» **Written instruction**: Render each line of the entries below as a two-column Markdown table, with the row number under No. and the line under Line, and omit blank lines. Leave the pictures out of the table.

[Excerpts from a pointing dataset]
- - - - - - -
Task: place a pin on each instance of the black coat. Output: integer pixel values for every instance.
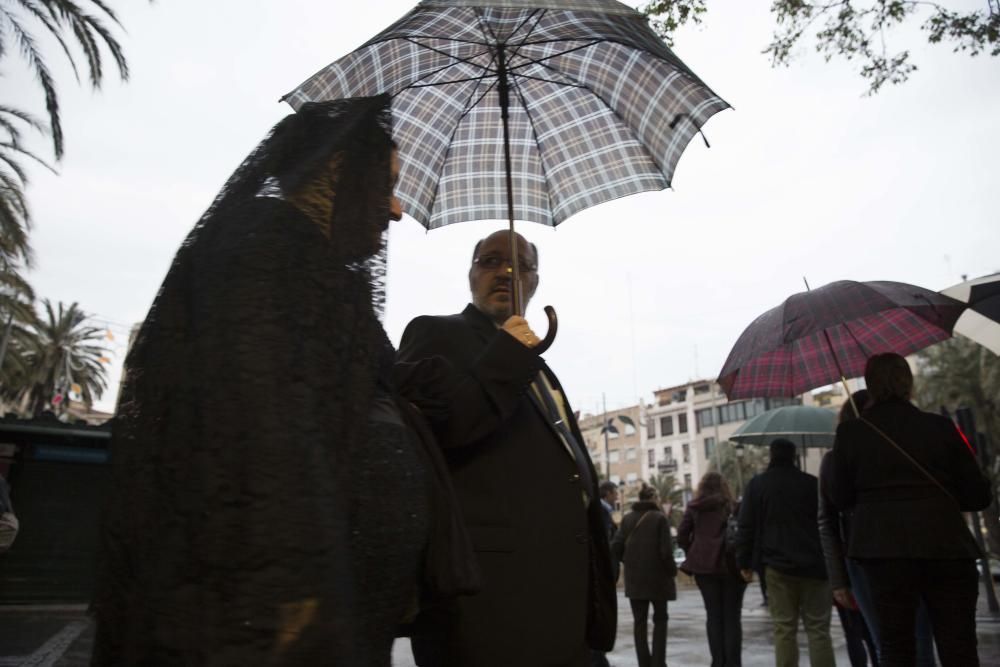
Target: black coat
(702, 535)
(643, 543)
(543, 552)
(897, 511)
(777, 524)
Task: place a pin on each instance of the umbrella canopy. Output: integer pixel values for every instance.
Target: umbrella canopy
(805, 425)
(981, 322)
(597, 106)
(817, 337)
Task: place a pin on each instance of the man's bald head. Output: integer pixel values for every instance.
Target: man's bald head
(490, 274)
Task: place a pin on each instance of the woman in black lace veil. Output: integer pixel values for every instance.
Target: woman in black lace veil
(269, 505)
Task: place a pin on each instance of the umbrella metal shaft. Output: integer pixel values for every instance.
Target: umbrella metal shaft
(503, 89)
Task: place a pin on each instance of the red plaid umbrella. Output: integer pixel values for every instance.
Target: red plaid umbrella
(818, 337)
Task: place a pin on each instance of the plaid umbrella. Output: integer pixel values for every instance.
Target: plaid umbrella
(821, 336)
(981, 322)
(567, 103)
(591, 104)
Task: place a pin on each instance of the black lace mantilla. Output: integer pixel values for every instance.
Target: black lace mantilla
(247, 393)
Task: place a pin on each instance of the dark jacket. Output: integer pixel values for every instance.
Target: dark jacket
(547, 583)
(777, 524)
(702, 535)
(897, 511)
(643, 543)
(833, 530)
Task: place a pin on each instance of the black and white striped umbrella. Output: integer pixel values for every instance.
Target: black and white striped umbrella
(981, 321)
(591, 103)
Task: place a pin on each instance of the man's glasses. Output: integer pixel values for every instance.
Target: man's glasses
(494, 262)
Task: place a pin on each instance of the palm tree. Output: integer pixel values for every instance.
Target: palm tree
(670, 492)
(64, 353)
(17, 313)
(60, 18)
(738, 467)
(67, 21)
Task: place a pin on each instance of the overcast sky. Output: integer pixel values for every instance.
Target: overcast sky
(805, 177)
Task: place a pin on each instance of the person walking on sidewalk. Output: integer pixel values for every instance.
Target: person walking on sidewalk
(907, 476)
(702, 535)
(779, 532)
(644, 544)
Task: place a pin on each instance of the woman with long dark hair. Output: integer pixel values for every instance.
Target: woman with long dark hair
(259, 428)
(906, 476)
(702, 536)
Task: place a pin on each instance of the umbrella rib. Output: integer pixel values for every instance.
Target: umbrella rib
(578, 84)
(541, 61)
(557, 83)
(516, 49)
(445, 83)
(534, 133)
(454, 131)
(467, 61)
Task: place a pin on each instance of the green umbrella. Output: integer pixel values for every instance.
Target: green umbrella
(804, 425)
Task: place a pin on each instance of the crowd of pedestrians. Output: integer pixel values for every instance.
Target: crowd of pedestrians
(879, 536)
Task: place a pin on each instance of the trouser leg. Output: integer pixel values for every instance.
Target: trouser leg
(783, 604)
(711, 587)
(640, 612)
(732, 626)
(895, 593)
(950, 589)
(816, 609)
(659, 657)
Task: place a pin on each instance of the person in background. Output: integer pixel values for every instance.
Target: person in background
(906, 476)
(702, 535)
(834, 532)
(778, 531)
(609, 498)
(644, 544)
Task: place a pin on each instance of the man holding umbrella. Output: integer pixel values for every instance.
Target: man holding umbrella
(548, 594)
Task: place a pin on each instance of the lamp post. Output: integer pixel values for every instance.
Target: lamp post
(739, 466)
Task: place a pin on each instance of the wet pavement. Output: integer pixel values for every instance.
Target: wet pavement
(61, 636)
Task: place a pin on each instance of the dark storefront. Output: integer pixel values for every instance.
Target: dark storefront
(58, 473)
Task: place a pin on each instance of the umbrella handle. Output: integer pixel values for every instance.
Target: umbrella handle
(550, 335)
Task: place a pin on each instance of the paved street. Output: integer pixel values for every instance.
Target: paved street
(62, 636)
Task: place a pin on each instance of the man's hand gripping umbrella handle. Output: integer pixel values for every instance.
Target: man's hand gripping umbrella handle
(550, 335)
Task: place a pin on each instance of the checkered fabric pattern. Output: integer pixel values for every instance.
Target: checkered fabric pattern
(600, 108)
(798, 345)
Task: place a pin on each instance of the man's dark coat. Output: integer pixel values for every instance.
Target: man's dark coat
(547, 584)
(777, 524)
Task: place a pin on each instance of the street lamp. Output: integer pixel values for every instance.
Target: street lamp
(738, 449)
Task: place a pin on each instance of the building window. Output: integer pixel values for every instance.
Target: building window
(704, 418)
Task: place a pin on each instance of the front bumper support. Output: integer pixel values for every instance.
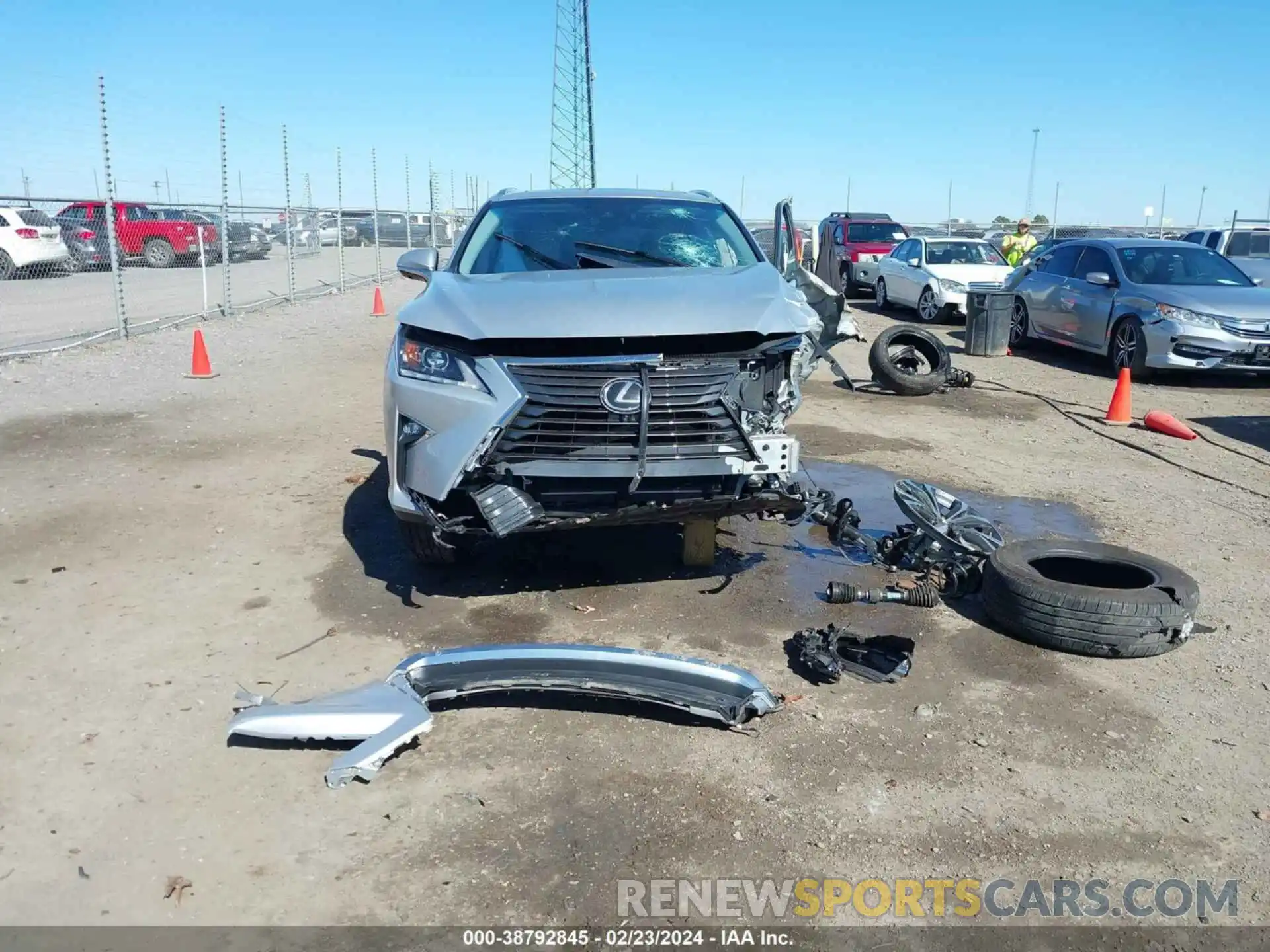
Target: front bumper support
- - - - - - -
» **Response to the exercise**:
| No. | Line |
|---|---|
| 1 | Task: place a pin on each instance of the black coat. Output: integer pixel values for every instance. |
| 2 | Target: black coat |
| 3 | (702, 535) |
| 4 | (643, 543) |
| 5 | (543, 552) |
| 6 | (897, 511) |
| 7 | (777, 524) |
| 8 | Task: place a pin on each instance of the umbrella canopy. Output: integer pixel values for every instance. |
| 9 | Target: umbrella canopy |
| 10 | (805, 425) |
| 11 | (981, 322) |
| 12 | (597, 106) |
| 13 | (817, 337) |
| 14 | Task: place a pin on each instance of the man's bald head. Output: integer pixel values for every instance. |
| 15 | Target: man's bald head |
| 16 | (490, 274) |
| 17 | Task: place a pin on each instance of the woman in black lace veil. Output: integer pixel values for every instance. |
| 18 | Target: woman in black lace veil |
| 19 | (269, 505) |
| 20 | Task: place a pin on each instance of the umbrella metal shaft. Output: integer pixel values for every instance. |
| 21 | Target: umbrella metal shaft |
| 22 | (503, 89) |
| 23 | Task: place a pin on each instance of the red plaid umbrella. Output: integer pixel values for every instance. |
| 24 | Target: red plaid umbrella |
| 25 | (818, 337) |
| 26 | Task: place a pin on each instance of the plaid umbrella. Output: integer pixel values for every instance. |
| 27 | Target: plaid umbrella |
| 28 | (821, 336) |
| 29 | (981, 322) |
| 30 | (567, 103) |
| 31 | (591, 104) |
| 32 | Task: place a pin on each instance of the black lace mantilla. Output: integer pixel values for every instance. |
| 33 | Target: black lace mantilla |
| 34 | (247, 393) |
| 35 | Task: place a pin on each instance of the dark jacket. Output: integer pixel values for every instance. |
| 36 | Target: dark jacket |
| 37 | (547, 583) |
| 38 | (777, 524) |
| 39 | (702, 535) |
| 40 | (897, 511) |
| 41 | (643, 543) |
| 42 | (833, 530) |
| 43 | Task: place a pin on each instance of the black and white striped umbrella. Output: integer pixel values for every instance. |
| 44 | Target: black and white striped umbrella |
| 45 | (981, 321) |
| 46 | (591, 103) |
| 47 | Task: place a pin on each instance of the man's glasses. Output: integer pixel values for every instance. |
| 48 | Target: man's glasses |
| 49 | (494, 262) |
| 50 | Task: place a pin on each instance of the palm tree. Output: integer pixel values for every instance. |
| 51 | Target: palm tree |
| 52 | (670, 492) |
| 53 | (64, 353) |
| 54 | (17, 313) |
| 55 | (60, 18) |
| 56 | (738, 467) |
| 57 | (67, 21) |
| 58 | Task: place a pin on each instance of the overcast sky. Output: integer pixel values for every instance. |
| 59 | Target: overcast sky |
| 60 | (805, 177) |
| 61 | Task: place a pin on each instance of the person walking on sidewalk. Output: integer pixel values for every instance. |
| 62 | Target: person walking on sidewalk |
| 63 | (907, 476) |
| 64 | (702, 535) |
| 65 | (779, 532) |
| 66 | (644, 544) |
| 67 | Task: place a pin on each instance of the woman with long dark hair. Output: integer pixel values for every instance. |
| 68 | Target: woman with long dark hair |
| 69 | (259, 428) |
| 70 | (906, 476) |
| 71 | (702, 536) |
| 72 | Task: place a pin on each instance of the umbrella rib. Output: integer pixel values for every instance. |
| 73 | Target: umbrella rib |
| 74 | (578, 84) |
| 75 | (541, 61) |
| 76 | (557, 83) |
| 77 | (516, 49) |
| 78 | (445, 83) |
| 79 | (534, 133) |
| 80 | (454, 131) |
| 81 | (467, 61) |
| 82 | Task: place a pin on each instance of the green umbrella. Output: integer pixel values for every instance. |
| 83 | Target: green umbrella |
| 84 | (804, 425) |
| 85 | Task: place a pin on each instance of the crowd of pedestrians. Output: integer pixel values for every instance. |
| 86 | Target: crowd of pedestrians |
| 87 | (879, 536) |
| 88 | Task: place a pin on each instance of the trouser leg. Output: integer pixel values for every instance. |
| 89 | Target: trouser leg |
| 90 | (783, 604) |
| 91 | (711, 587) |
| 92 | (640, 612) |
| 93 | (732, 626) |
| 94 | (895, 593) |
| 95 | (950, 589) |
| 96 | (816, 609) |
| 97 | (659, 657) |
| 98 | Task: place a pin on each instance of the person in background. Output: integer pixel values for every instance. |
| 99 | Target: person in background |
| 100 | (906, 476) |
| 101 | (702, 535) |
| 102 | (834, 532) |
| 103 | (778, 531) |
| 104 | (609, 498) |
| 105 | (644, 544) |
| 106 | Task: place a pin on each instance of the man holding umbrella. Output: integer pixel values for every instance. |
| 107 | Target: man holding umbrella |
| 108 | (548, 594) |
| 109 | Task: place a pin on each instance of the lamp post. Output: integer pixel values for every instance. |
| 110 | Target: lamp post |
| 111 | (739, 466) |
| 112 | Task: place a pin on each instance of the wet pavement. Output: integer pixel values for every instance. |
| 113 | Target: wet pavement |
| 114 | (61, 636) |
| 115 | Task: place a pin on each instance of the dark storefront. Output: integer pixel values for every instance. |
| 116 | Target: dark storefront |
| 117 | (58, 473) |
| 118 | Task: place a pin on each instance of the umbrella handle. Output: integer pixel values for every instance. |
| 119 | Target: umbrella handle |
| 120 | (550, 335) |
| 121 | Task: place a pin on each instance of the paved street. Output: integer pixel values for every instance. |
| 122 | Target: paved street |
| 123 | (62, 636) |
| 124 | Task: place a pin on each instance of the man's hand gripping umbrella handle. Output: integer pixel values for every instance. |
| 125 | Target: man's hand gripping umbrella handle |
| 126 | (550, 335) |
| 127 | Task: place a pin on each instance of the checkered fabric pattern. Output: integer pixel values for every instance. |
| 128 | Target: checkered fabric pattern |
| 129 | (600, 108) |
| 130 | (798, 345) |
| 131 | Task: place a pin on each instance of the man's dark coat. Output: integer pixel values for every instance. |
| 132 | Target: man's dark coat |
| 133 | (547, 584) |
| 134 | (777, 524) |
| 135 | Task: place a pin on each instance of the street lamp. Output: integer pixel values for every instance. |
| 136 | Target: street lamp |
| 137 | (738, 449) |
| 138 | Task: place a pin on each instance of the building window. Output: integer pixel values for every instance. |
| 139 | Target: building window |
| 140 | (704, 418) |
| 141 | Task: place a pin on each instance of the front bumper support. Output: integer pixel values for every instance. |
| 142 | Target: front bumper support |